* **TASK ITEM**: Please find the lines in the entries below that contain the word "range", and copy each one.

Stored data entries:
——————————
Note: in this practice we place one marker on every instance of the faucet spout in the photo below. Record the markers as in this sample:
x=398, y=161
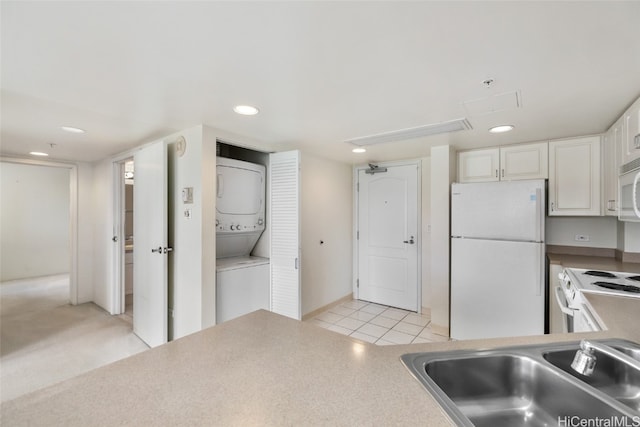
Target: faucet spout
x=584, y=361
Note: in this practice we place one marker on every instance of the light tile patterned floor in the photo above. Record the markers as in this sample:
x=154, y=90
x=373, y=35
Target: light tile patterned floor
x=377, y=324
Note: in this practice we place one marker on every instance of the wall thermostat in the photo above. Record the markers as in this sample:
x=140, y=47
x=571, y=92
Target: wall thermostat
x=181, y=146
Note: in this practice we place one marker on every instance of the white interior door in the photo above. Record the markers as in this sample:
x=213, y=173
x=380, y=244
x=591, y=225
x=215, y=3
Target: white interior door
x=388, y=233
x=150, y=252
x=284, y=214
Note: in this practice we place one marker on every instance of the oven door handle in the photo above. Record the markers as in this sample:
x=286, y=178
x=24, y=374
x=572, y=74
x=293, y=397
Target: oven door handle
x=563, y=306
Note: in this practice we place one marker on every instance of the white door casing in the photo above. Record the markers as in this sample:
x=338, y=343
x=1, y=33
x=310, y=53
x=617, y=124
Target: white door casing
x=284, y=211
x=150, y=317
x=388, y=236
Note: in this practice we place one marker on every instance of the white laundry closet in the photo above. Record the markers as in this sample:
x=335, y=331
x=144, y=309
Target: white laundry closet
x=242, y=280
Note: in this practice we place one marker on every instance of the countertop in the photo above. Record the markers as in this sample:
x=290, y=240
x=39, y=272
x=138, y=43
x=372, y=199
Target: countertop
x=266, y=369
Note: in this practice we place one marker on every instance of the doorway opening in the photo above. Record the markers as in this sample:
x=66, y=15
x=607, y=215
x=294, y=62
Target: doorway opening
x=39, y=221
x=124, y=238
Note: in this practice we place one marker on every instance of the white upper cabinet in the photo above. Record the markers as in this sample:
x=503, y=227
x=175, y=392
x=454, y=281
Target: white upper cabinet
x=512, y=162
x=574, y=177
x=524, y=161
x=631, y=134
x=611, y=158
x=479, y=165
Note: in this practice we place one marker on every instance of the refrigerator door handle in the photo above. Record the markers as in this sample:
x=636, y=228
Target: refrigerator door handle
x=541, y=270
x=539, y=215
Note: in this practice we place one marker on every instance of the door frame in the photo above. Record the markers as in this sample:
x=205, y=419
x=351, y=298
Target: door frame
x=118, y=305
x=73, y=215
x=356, y=210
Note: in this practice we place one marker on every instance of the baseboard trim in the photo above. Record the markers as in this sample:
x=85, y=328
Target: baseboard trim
x=440, y=330
x=317, y=311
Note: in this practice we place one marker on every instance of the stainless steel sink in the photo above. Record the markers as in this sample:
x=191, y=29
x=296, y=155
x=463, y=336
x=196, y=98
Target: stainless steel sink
x=524, y=386
x=620, y=381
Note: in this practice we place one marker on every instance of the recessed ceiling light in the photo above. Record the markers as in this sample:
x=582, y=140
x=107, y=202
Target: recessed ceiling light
x=246, y=110
x=501, y=128
x=72, y=129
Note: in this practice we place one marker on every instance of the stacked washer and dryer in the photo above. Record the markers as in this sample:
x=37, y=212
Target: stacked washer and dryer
x=242, y=280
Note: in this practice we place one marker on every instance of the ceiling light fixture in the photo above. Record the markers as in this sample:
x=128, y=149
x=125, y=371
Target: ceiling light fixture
x=71, y=129
x=246, y=110
x=411, y=133
x=501, y=128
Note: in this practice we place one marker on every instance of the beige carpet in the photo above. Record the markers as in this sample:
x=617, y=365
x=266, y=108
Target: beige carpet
x=45, y=340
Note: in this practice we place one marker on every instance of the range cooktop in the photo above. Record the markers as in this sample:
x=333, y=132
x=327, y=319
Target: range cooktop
——————————
* **EXERCISE OUTPUT**:
Note: in this practice we place one marker on every instance of the range cooktop in the photo above. Record the markers as in this sample:
Target: range cooktop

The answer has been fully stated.